Achieving data consistency with the consistent lookup Vindex
How we implemented a consistent lookup Vindex in Vitess to ensure data consistency without using 2PC
What are Vindexes
Vitess uses Vindexes (short for Vitess Index) to associate rows in a table with a designated address known as Keyspace ID
. This allows Vitess to direct a row to its intended destination, typically a shard within the cluster.
Vindexes play a dual role: enabling data sharding through Primary Vindexes and facilitating global indexing via Secondary Vindexes. Through this mechanism, Vindexes serve as an indispensable tool for routing queries in a sharded database, ensuring optimal performance and scalability.
Lookup Vindex
Lookup Vindex as a Secondary Vindex is used to direct Select/Update/Delete queries to the appropriate shard without incurring the performance penalty associated with scatter-gather operations—wherein the query is sent to all shards for processing.
When data is inserted into a table, a separate global index table maintains the mapping of a secondary index column to the corresponding Keyspace ID
. This mapping information is later used to efficiently route queries to the destination shard.
Secondary Vindexes can be unique or non-unique, and we’ll illustrate both types. Let us look at an example to see how this works.
Data table definition
USER Table
+-------+--------------+------+-----+
| Field | Type | Null | Key |
+-------+--------------+------+-----+
| id | bigint | NO | PRI |
| name | varchar(255) | YES | |
| phone | bigint | YES | UNI |
| email | varchar(255) | YES | |
+-------+--------------+------+-----+
Non unique Vindex table definition
NAME_USER_VDX Table
+-------------+--------------+------+-----+
| Field | Type | Null | Key |
+-------------+--------------+------+-----+
| name | varchar(255) | NO | PRI |
| id | bigint | NO | PRI |
| keyspace_id | binary(8) | YES | |
+-------------+--------------+------+-----+
Unique Vindex table definition
PHONE_USER_VDX Table
+-------------+-----------+------+-----+
| Field | Type | Null | Key |
+-------------+-----------+------+-----+
| phone | bigint | NO | PRI |
| keyspace_id | binary(8) | YES | |
+-------------+-----------+------+-----+
When executing a query like select id, phone, email from user where name = 'Alex'
, the query planner uses the lookup Vindex table, name_user_vdx
, to map the value Alex
to its corresponding Keyspace ID
. This lets the planner direct the query to a single destination shard rather than to all shards, thus avoiding a costly scatter-gather
operation.
Of particular interest is the Consistent Lookup Vindex
, a type of Secondary Vindex, which further enhances the efficiency and reliability of this routing mechanism.

Entries provided ::
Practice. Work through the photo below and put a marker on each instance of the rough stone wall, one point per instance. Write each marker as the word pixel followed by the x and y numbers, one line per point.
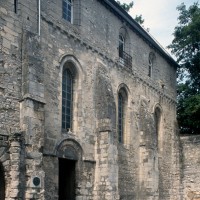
pixel 10 95
pixel 190 161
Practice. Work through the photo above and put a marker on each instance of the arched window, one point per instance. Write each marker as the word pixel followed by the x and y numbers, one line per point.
pixel 67 10
pixel 121 46
pixel 2 183
pixel 67 99
pixel 122 102
pixel 151 63
pixel 157 119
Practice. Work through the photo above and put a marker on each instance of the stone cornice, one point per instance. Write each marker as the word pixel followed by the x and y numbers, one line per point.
pixel 88 45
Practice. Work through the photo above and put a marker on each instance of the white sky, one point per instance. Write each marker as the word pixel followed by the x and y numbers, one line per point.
pixel 160 17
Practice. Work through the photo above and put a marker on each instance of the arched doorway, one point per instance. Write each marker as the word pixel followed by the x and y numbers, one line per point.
pixel 2 183
pixel 69 155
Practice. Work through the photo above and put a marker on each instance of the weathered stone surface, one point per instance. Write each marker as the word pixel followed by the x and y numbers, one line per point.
pixel 146 165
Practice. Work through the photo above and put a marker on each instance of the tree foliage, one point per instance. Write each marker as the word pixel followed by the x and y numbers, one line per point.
pixel 127 7
pixel 186 47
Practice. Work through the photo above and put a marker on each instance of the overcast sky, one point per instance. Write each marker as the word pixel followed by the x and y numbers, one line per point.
pixel 160 16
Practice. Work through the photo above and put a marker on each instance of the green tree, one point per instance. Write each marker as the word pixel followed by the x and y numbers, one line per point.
pixel 186 47
pixel 127 7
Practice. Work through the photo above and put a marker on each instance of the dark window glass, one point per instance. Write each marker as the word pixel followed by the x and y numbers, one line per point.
pixel 15 5
pixel 67 101
pixel 2 183
pixel 67 10
pixel 120 118
pixel 121 46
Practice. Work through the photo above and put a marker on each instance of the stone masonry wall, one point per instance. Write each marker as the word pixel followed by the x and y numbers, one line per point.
pixel 190 161
pixel 144 166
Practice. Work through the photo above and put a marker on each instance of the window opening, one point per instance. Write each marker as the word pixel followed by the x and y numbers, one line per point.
pixel 67 10
pixel 15 6
pixel 157 117
pixel 67 99
pixel 2 183
pixel 151 63
pixel 120 118
pixel 67 179
pixel 121 46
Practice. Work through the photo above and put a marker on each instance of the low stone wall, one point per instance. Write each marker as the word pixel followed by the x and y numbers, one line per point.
pixel 190 160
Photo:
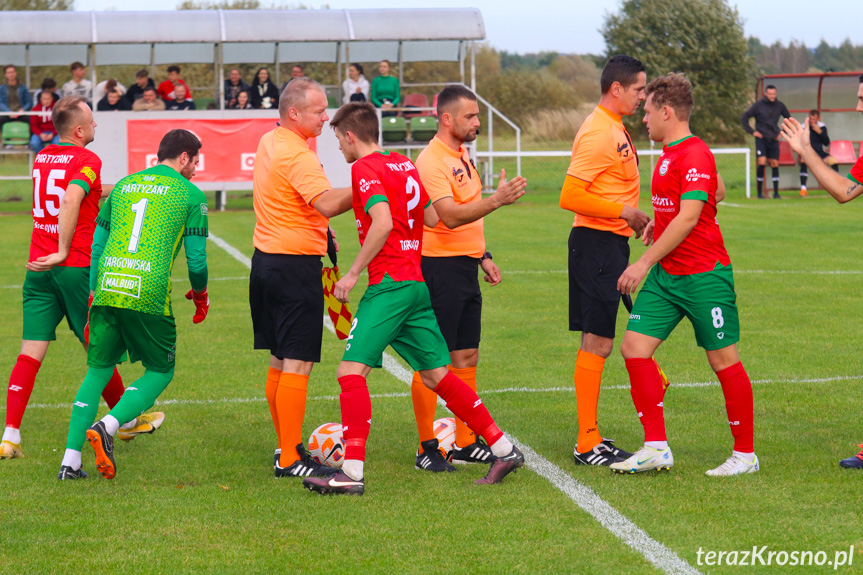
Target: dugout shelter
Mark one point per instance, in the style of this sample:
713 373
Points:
226 37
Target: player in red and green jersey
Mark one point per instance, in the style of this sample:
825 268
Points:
391 207
693 280
66 191
138 236
842 189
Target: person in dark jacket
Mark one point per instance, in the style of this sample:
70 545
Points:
263 92
767 112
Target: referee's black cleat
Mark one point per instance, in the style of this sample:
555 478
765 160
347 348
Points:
603 455
103 446
431 459
477 452
502 466
305 466
67 473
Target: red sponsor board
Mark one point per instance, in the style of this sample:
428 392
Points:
227 153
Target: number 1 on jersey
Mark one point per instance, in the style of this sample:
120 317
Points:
138 208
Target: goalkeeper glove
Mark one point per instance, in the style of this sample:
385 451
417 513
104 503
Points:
87 325
202 304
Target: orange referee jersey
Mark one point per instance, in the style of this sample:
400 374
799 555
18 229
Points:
449 173
288 177
603 155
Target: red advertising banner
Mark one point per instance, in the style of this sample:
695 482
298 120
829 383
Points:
227 154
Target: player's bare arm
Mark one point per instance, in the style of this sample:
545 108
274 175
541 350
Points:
333 202
507 193
683 223
70 207
382 225
842 189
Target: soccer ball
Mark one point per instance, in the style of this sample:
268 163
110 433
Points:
444 429
326 445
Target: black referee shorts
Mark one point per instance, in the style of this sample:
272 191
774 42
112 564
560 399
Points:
596 260
287 300
453 284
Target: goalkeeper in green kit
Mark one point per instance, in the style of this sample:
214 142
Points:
138 235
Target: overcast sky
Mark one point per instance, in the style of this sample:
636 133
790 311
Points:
572 25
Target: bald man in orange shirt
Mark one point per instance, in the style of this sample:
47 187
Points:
293 200
601 187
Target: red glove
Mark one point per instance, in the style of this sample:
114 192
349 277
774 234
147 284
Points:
202 304
87 325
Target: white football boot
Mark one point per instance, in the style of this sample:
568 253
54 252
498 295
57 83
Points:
645 459
735 465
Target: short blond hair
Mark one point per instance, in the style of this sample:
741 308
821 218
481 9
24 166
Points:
673 90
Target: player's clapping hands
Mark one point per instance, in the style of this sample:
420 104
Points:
636 219
795 134
509 191
492 272
631 277
344 286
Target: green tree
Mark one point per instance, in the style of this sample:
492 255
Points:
701 38
37 5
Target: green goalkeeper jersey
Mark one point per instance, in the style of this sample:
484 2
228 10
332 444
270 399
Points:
147 215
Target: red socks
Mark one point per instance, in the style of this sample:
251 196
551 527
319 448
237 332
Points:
647 394
356 415
20 387
466 405
114 390
738 403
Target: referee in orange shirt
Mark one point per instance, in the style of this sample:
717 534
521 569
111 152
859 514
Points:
602 188
451 253
293 200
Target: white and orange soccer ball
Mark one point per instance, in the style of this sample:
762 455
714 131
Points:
327 446
444 429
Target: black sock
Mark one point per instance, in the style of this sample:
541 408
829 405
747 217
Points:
759 179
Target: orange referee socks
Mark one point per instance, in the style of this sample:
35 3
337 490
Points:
290 410
588 375
425 403
463 434
270 390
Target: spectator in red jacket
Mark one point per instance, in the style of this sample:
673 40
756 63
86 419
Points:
41 125
166 88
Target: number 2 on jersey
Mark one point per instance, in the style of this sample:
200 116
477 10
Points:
138 208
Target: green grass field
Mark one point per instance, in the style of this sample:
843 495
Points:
200 496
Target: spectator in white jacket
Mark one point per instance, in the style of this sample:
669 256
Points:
356 87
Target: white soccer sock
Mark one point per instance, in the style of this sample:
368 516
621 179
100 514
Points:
12 434
111 424
353 468
130 425
747 457
502 447
72 458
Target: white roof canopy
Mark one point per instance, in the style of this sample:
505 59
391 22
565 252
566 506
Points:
255 36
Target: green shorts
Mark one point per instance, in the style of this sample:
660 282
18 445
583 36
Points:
50 296
397 314
707 299
150 339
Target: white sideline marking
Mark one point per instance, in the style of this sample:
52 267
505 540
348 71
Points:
655 552
397 366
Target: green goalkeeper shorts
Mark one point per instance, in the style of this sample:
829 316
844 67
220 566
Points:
50 296
150 339
397 314
707 299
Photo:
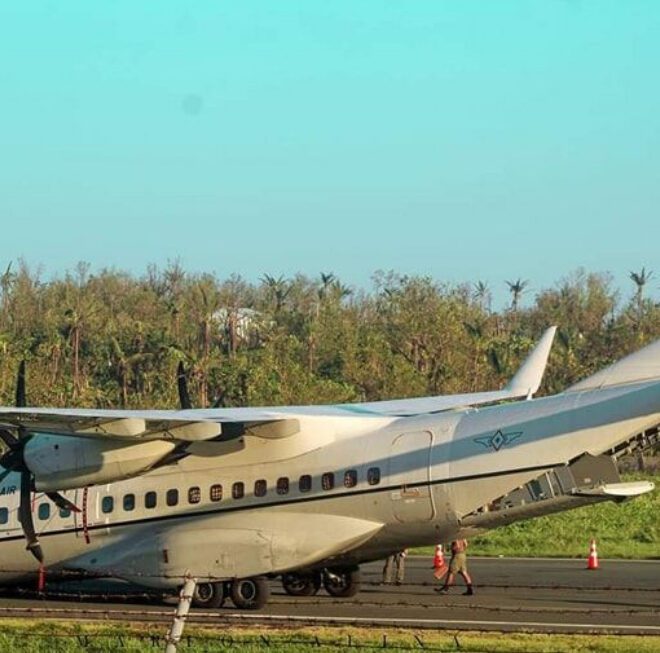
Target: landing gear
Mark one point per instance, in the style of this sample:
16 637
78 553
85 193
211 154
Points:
208 595
249 593
342 582
302 583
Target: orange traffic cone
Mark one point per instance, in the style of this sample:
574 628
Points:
439 564
592 560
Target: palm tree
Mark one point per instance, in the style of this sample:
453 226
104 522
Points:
640 279
517 288
279 288
483 295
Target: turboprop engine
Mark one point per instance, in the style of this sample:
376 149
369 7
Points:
63 463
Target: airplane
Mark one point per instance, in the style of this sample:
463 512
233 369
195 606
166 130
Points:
230 497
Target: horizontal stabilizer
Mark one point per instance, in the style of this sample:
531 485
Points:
643 365
524 384
528 378
617 490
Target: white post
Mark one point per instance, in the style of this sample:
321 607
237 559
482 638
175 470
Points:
185 599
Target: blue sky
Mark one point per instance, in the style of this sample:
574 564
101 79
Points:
464 140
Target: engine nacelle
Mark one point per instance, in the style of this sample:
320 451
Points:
64 463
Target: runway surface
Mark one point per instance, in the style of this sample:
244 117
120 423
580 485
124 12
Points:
511 595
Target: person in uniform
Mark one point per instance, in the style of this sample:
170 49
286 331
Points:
458 565
397 560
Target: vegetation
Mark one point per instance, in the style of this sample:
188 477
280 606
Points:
52 637
110 339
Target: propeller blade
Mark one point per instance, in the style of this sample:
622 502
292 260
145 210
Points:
182 384
8 437
25 514
219 401
21 400
62 502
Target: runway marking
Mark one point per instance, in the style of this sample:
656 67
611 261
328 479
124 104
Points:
439 622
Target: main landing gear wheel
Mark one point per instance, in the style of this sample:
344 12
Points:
208 595
302 584
342 582
250 593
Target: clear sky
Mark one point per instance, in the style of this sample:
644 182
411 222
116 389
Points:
461 139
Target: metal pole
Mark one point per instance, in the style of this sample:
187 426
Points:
176 631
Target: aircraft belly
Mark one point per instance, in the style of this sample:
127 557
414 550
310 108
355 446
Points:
236 545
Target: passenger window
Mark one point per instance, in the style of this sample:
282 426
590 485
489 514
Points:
129 502
194 495
283 485
305 483
373 476
238 490
260 488
350 478
150 500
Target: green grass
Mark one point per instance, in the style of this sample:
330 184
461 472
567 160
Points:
627 530
30 636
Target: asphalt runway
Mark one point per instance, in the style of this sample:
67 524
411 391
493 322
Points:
537 595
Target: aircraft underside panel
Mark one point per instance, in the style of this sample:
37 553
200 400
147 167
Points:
409 476
231 546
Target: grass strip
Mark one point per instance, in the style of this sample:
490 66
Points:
32 636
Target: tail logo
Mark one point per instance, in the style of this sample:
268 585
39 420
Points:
498 440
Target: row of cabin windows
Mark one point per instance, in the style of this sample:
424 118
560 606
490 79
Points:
215 493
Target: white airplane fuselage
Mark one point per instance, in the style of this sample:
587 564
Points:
396 482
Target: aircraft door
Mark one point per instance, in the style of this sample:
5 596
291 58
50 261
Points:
409 476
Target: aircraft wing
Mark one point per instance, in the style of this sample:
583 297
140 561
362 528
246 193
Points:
123 425
524 384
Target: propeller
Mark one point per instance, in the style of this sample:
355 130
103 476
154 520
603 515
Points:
13 460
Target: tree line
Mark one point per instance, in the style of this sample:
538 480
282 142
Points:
113 339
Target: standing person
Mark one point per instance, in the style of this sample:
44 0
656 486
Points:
458 565
397 560
440 567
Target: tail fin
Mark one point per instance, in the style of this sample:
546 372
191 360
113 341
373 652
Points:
642 365
527 379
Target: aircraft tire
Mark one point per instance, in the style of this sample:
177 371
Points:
209 595
301 584
250 593
342 582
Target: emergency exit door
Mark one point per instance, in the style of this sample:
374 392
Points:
410 475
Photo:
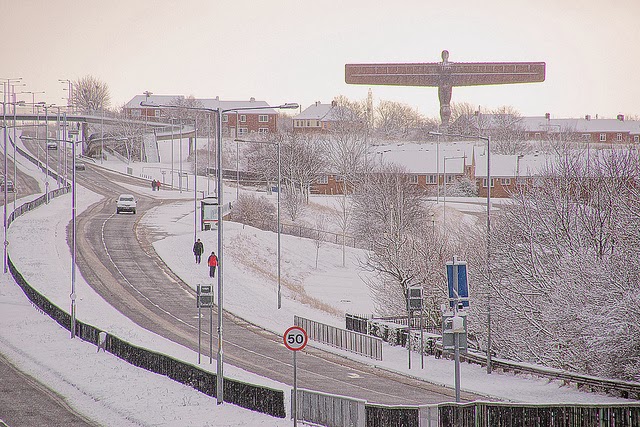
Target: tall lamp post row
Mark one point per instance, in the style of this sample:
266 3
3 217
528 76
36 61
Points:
219 113
488 140
278 209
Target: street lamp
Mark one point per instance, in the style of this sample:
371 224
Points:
488 139
219 112
444 200
277 144
70 89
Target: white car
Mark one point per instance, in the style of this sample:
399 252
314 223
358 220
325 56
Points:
126 203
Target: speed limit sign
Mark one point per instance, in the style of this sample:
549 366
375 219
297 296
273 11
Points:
295 338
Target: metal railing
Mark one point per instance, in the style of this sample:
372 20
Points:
398 336
339 411
362 344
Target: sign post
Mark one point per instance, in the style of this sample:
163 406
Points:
204 298
295 339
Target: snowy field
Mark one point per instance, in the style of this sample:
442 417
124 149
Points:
111 392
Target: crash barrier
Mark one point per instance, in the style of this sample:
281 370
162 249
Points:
343 339
398 336
249 396
329 410
339 411
394 334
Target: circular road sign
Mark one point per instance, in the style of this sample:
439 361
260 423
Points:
295 338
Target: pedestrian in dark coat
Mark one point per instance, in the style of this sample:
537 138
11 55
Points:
198 249
213 263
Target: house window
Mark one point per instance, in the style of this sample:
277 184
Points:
322 179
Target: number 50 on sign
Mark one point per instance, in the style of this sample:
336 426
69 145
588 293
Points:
295 338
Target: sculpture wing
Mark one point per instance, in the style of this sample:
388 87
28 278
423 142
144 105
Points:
450 73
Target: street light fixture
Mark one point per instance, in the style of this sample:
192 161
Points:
4 126
444 200
488 139
277 144
219 112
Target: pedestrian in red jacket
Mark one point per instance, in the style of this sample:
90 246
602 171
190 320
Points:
213 263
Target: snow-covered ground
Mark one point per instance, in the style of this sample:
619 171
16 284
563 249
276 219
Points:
88 379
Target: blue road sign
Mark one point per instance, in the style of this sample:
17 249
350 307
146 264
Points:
457 273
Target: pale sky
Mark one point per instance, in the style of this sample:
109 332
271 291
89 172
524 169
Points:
295 51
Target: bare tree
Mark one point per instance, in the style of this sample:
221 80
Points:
390 216
318 234
397 120
564 269
90 95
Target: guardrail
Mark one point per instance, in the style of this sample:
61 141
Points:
339 411
246 395
621 388
354 342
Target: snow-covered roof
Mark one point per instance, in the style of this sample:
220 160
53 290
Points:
542 124
509 166
215 103
420 158
317 111
212 103
155 99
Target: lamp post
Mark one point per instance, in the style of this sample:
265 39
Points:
277 144
488 140
70 89
444 199
219 112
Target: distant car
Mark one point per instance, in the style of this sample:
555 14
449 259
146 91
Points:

Challenge A :: In the Vindex article, what is "Vindex" short for?
Challenge B :: List every field defined in the USER table of the Vindex article.
Challenge C :: Please write the next part of the Vindex article, picking up after its last sentence.
The records play no part in this work.

Exercise output A :: Vitess Index.

Exercise output B :: id, name, phone, email

Exercise output C ::
Consistent lookup Vindex
The user
data table and lookup Vindex tables are both sharded in most cases to enable optimal performance and storage. The sharding column for the user
table and the Vindex tables are likely to be different. In the scenario above, let's consider the sharding columns to be:
Table | Primary Vindex Column |
---|---|
User | id |
Name_User_Vdx | name |
Phone_User_Vdx | phone |
Changing data in the user
table through DML statements (Insert/Update/Delete) leads to changes to rows in the Vindex tables as well. To maintain consistency between the user
data table and the Vindex tables, all these operations will need to occur in a transaction that spans multiple shards. This means we need to implement a costly protocol like 2PC (Two Phase Commit) to guarantee Atomicity and Isolation (A and I from ACID). Not using a proper multi-shard transaction for these operations can lead to partial commit and inconsistent data.
Consistent Lookup Vindex uses an alternate approach that makes use of careful locking and transaction sequences to guarantee consistency without using 2PC for all DML operations. This allows Vitess to provide a consistent view of the user
data table even when record in the Vindex tables may be inconsistent.
When data is being modified, Vitess uses 3 connections to perform DML operations. Let’s call them Pre, Main and Post. Any transaction open on these connections will follow a well-defined sequence of operations. Committing a transaction will result in the following:
- Commit on Pre
- Commit on Main
- Commit on Post
A failure in any of these steps rolls back the remaining open transactions in the same order.
Let’s look at an example to see how this works.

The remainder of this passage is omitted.